“Asking really pertinent questions about modern life”: Gordon Cheung And Tsang Kin-Wah @ CFCCA — Reviewed

First Trumpet in the New Millennium. 1 - 24 April, Preview – Thursday 7 April, 6- 8pm - click here to RSVP Part of 30 years of CFCCA. Gallery 1. Tsang Kin-Wah

Linda Pittwood identifies uncomfortable threads — between political powers, digital interventions and rewritten histories — at CFCCA’s anniversary exhibition…

On my way to the Chinese Centre for Contemporary Art (CFCCA), I was reading an article about man who had joined and then defected from ISIS. It traced his emotional and geographic journey, from aimless emptiness back to the arms of his wife. Obviously, I wasn’t expecting there to be any connection between that story and the show I was about to see… I was wrong.

CFCCA, tucked away and yet prominently positioned in the thriving and diverse Northern Quarter of Manchester City Centre, is celebrating its 30th anniversary this year with a hugely ambitious programme of exhibitions and events. The programme is the gallery’s way of reacquainting its audience with artists they have worked with throughout the centre’s history. This has already included showing Cao Fei’s new film, an installation by Xu Bing, a new multi-site collaborative graffiti project by The Temporary, hanging 30 new Instagram-and-China themed prints by Stanley Chow in its stairwell, and Li Xinjian’s specially designed Manchester and Salford map-DNA wallpaper in the toilets.

Earlier this month, CFCCA launched two new exhibitions: from its former artist-in-residence, London-based Gordon Cheung, who presents a new triptych entitled Chairman Mao goes to Anyuan (2016) in the shop-front-style Gallery 2 (until 19 June 2016); and in a pop-up space within Gallery 1, returning eight years after his first UK solo exhibition at CFCCA, Hong Kong-based Tsang Kin-Wah shows his 2015 video, First Trumpet in the New Millennium (on show until 24 April).

“Kin-Wah’s black clouds bought to my mind the two great powers that will likely come to characterise this period of history: China and ISIS”

* Recorded data
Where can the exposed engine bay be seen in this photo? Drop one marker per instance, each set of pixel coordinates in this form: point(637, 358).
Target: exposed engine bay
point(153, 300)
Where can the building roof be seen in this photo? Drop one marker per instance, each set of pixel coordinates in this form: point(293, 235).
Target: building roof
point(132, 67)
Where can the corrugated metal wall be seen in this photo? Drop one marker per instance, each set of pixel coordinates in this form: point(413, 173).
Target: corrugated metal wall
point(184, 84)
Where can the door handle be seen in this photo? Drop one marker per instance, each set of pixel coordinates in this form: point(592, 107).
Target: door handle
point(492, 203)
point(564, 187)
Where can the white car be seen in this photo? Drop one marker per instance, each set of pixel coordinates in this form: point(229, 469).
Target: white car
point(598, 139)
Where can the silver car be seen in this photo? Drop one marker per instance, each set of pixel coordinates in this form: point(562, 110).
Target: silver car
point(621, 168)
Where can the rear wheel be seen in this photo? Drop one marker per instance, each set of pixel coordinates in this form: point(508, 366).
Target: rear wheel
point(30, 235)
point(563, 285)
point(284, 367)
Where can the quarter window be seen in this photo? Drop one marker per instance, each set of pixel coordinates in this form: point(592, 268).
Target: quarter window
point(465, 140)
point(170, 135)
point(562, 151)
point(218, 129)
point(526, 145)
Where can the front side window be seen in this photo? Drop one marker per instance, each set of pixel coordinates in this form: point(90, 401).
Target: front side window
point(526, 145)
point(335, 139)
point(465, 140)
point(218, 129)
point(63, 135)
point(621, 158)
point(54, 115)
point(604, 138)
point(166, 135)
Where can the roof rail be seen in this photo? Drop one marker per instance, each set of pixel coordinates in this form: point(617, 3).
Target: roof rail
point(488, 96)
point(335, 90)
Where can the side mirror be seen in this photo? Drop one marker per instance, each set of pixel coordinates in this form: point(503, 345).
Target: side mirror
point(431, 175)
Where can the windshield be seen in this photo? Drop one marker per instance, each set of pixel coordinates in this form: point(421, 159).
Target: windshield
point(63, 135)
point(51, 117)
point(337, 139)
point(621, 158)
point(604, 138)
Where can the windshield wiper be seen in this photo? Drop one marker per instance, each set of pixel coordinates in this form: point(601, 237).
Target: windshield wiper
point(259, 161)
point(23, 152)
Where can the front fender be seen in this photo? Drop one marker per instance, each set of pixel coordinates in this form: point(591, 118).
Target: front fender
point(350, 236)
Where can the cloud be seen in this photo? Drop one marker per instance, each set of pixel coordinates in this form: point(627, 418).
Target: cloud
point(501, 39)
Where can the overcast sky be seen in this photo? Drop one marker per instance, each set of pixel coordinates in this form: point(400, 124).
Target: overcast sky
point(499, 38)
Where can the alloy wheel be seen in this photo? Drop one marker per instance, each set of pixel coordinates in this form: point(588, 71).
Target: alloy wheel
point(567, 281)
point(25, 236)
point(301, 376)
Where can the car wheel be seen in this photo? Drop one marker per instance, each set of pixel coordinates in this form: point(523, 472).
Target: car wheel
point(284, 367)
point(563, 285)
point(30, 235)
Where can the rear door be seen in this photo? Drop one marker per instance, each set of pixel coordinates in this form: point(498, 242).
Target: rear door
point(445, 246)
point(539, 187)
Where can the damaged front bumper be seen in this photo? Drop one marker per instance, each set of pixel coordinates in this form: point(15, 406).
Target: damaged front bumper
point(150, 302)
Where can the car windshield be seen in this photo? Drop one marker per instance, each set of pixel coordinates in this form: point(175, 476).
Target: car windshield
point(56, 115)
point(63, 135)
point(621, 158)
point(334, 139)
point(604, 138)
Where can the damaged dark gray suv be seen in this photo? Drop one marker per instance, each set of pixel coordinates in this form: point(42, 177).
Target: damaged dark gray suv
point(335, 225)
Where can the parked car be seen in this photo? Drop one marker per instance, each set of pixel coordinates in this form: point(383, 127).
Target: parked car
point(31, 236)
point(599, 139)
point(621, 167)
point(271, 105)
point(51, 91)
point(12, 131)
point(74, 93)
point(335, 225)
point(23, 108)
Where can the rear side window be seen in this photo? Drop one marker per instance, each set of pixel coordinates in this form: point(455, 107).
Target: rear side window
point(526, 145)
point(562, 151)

* Instructions to follow
Extend the review of the Gordon Cheung and Tsang Kin-Wah exhibitions at CFCCA, starting right after its last line.

* Written response
I must admit, I had not done any research about what was on display prior to my visit. As a consequence, Kin-Wah’s work surprised me by being a departure from his text-based work, which I had previously seen at his aforementioned CFCCA solo show in 2008, creeping across walls and windows, in What are you looking at?. It also surprised me that he’d taken 9/11 as a subject matter for this new work. Although this is the ‘remember where you were when’ event of my generation, I hadn’t really considered that a terrorist act in the USA will be forever linked to the dawn of the new millennium. Or considered how the ripples of this event were felt in seemingly unaffected and un-implicated territories, such as Hong Kong. The artist’s choice to approach the subject, through digitally manipulated YouTube footage, suggests both the global implications of the attack, but also the distorting effect of viewing the world mediated through user-generated content. He adds a strident (his word) classical soundtrack.

30 YEARS OF CFCCA | GORDON CHEUNG 8 April - 19 June

Sitting in the gallery watching Kin-Wah’s black clouds drift like amoebas across a screen — engulfing, growing, receding — bought to my mind the two great powers that will likely come to characterise this period of history: China and ISIS.  The artist, however, uses his film The Second Seal (2009-present) as a touchstone, which is based around the Bible’s apocolyptic Book of Revelation; finding a connection with the words “…there came hail and fire mixed with blood, and it was hurled down on the earth… a third of the earth was burned up.”

“Cheung’s work demonstrates the ability of the Internet and globalisation to revisit these myths, but also, perhaps, to create new ones”

Ideas around power and digital interventions are the threads that connect the two artists’ work. Cheung also presents a single piece, Chairman Mao goes to Anyuan; a giclee on three canvases. It is his own contribution to a couple of established trends in Chinese art of the post-Mao era; the appropriation of footage or images of recent historical figures (especially Mao), and the interrogation of the propaganda machine and its associated visual culture.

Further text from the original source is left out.